Please switch every "comma-separated coordinates" in the rows below to "comma-separated values", and give the rows again with nothing else changed.

▸ Raw rows
>> start
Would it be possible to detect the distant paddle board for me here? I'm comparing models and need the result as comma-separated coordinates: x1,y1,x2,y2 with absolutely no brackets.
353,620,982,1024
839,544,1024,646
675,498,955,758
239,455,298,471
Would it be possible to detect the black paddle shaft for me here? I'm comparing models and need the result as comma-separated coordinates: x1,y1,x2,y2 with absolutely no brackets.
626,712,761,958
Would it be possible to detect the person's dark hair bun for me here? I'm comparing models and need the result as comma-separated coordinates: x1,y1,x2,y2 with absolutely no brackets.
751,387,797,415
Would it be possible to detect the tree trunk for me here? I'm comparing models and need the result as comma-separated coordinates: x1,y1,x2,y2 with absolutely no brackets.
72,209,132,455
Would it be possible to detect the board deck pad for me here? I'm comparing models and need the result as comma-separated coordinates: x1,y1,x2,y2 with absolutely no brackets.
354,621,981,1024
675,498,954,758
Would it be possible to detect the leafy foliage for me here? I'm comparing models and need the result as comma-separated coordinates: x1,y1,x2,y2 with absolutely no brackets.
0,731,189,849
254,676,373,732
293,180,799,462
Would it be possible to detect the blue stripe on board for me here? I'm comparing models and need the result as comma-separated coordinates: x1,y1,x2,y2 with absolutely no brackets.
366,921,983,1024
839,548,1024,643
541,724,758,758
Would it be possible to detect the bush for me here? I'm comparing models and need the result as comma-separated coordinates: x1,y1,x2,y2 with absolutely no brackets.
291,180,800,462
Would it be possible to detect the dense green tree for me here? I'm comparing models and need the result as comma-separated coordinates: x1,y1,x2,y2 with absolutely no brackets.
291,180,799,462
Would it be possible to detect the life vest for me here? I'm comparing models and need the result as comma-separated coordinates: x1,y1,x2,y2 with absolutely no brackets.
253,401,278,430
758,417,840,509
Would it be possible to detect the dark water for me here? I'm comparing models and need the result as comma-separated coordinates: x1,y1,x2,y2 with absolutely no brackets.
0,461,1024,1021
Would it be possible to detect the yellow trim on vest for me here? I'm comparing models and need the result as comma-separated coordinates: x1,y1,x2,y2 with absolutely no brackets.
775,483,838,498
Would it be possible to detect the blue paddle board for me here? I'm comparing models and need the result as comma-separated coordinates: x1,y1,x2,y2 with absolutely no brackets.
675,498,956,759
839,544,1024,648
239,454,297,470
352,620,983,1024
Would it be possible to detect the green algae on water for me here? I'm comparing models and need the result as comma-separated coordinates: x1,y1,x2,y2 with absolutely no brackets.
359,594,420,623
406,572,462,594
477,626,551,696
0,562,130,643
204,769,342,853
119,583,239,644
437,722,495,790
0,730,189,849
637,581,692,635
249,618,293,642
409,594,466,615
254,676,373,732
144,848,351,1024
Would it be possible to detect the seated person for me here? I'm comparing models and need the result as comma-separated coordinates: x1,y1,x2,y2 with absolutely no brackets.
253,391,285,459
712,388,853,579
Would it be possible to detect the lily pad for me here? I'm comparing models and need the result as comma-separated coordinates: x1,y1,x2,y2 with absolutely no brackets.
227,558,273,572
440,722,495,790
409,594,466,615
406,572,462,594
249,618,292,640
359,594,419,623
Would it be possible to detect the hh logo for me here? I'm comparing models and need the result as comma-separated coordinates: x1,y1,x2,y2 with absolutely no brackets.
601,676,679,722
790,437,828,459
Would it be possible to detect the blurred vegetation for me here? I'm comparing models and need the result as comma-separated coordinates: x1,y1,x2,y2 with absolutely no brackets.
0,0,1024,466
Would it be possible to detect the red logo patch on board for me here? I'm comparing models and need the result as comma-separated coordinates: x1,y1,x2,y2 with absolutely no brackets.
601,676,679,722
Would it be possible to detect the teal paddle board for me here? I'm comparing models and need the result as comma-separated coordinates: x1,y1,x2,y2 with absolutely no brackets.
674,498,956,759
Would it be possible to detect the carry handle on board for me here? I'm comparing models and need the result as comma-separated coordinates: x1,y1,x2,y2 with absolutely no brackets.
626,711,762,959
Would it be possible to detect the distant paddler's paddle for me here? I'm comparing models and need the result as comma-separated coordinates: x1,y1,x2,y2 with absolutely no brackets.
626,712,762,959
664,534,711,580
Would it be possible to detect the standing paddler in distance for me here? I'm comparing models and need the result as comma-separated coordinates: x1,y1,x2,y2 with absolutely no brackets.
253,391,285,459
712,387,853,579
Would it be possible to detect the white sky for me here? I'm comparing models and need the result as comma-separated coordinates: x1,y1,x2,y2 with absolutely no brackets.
>> end
▸ WORKED ANSWER
Would it be possible to detect the distant paddle board for me here? I'm comparing models and need the result as comma-separated values: x1,y1,x2,y2 with absolutely no brackets.
353,620,982,1024
839,544,1024,646
675,498,955,758
239,455,298,471
Would it be possible to detect the black paddle shaft for me here? I'm comparing models and need the result as comma-separated values: x1,y1,x2,y2 with absolutely no brackets.
626,712,761,958
Would it be possible to detect the person's dark hair bun for me here? I'm comparing models and need the result as comma-separated values: x1,y1,x2,y2 with absolutely no brackets.
751,387,797,415
Would it be possible to detect the tree trunk for me here? I'm comparing models and need the result as comma-separated values: x1,y1,x2,y2 with absolutely no brackets.
72,209,132,455
Would it be possible to detect the board deck pad for me here? I'm comparing models and need the result as comma-separated values: x1,y1,x2,y2 with absolutely no brackets.
354,621,981,1024
675,498,954,758
Would it be possible to detect the leafy foliage for me here? I'm comparing models and need the result as comma-separated values: x1,y1,x2,y2 with absolutely no brackets.
0,731,189,849
254,676,373,732
293,180,799,462
Would it be possible to detect the blue stripe on board for me here? I'm comparing models and need the result as comma-separated values: x1,y1,x2,y2 with absolutely no brackets.
366,921,983,1024
839,548,1024,643
541,724,758,758
Would it be possible to detect the bush for me here? I'm comparing models and need the result as comma-separated values: x1,y1,x2,y2 with absolutely no brackets.
291,180,800,462
Would it be possible to detect the dense green tree for me here? I'm comparing models and need the result as comma-separated values: x1,y1,x2,y2 with absolutely no brackets.
291,180,799,462
Would it be possible to detect the life vest for me here? I'm comparing models and need the result as comma-separated values: x1,y1,x2,y2 with absolutely no brackets.
253,401,278,430
758,417,840,509
Would it be possible to detect the dark water for me here? I'm comparing models and need the result as comma-separated values: x1,y1,x2,y2 with absolutely no brackets.
0,461,1024,1021
Would it be possible to detect the yellow trim on vest for me here? I'm comparing models and need the result as comma-separated values: x1,y1,x2,y2 with absolutely no brackets.
775,483,838,498
Would it be possible to detect the blue paddle board for me here? I'm comparing models and need the result as comma-separated values: x1,y1,x2,y2 with absolutely no brackets.
675,498,956,759
839,544,1024,648
239,454,297,470
352,620,983,1024
Would it be possible to detect the green algae on water for me here? I'm comparing models and need the result as comma-separated values: x1,y1,x2,y2 with absolutely no brackets.
359,594,420,623
406,572,462,594
477,626,551,696
0,562,130,643
204,769,342,853
119,583,239,644
437,722,495,790
0,730,189,849
637,581,692,635
249,618,293,642
409,594,466,615
254,676,373,732
144,848,351,1024
Would it be possible to detect the seated person for me here? I'm comparing models and need the result as comma-separated values: x1,y1,x2,y2 with absolutely no brackets.
253,391,285,459
712,388,853,579
Would it be possible to detect the lily pad for me here? I'm comparing models and need the result as comma-separated values: x1,y1,x2,y2 with absolutely no brackets.
227,558,273,572
440,722,495,790
409,594,466,615
406,572,462,594
249,618,292,640
359,594,419,623
Would it be possible to detect the hh logo for me here? I'm comparing models and need the result as comma-separated values: x1,y1,x2,y2 with absolutely no brackets.
601,676,679,722
790,437,828,459
Would it be possible to detect the blurred vegetation for me here? I'm comparing models and need the result as comma-separated values: x1,y1,x2,y2 with absolutely no brackets.
0,0,1024,466
Would it be possible to detect the red logo patch on board for me here? I'm comparing models and need the result as comma-separated values: x1,y1,x2,y2 with absolutely no brackets.
601,676,679,722
Would it be possible to detect the teal paddle board for me here? I'm comparing models and need the result as comma-separated values: x1,y1,x2,y2 with absolutely no brackets.
674,498,956,759
Would it be possible to detect the carry handle on board for me here? I'm comparing models and need the result as comma-separated values: x1,y1,x2,y2 with absolutely no brackets.
626,711,762,959
Would it be possible to detect the distant paddler's paddle for me here? I'm comparing models and need the result as comma-separated values: x1,y1,x2,y2 with absolutely no brackets.
626,712,762,959
664,534,711,580
Would it be possible to detect the standing paddler in distance for me here? I'm comparing models and need the result as comma-separated values: x1,y1,x2,y2 with absolutely no brackets.
253,391,285,459
712,387,853,579
Would it be possible to detect the white sky for me here? I'm comparing models and need the result as comma-separated values: x1,y1,x2,y2 with absolutely no brackets.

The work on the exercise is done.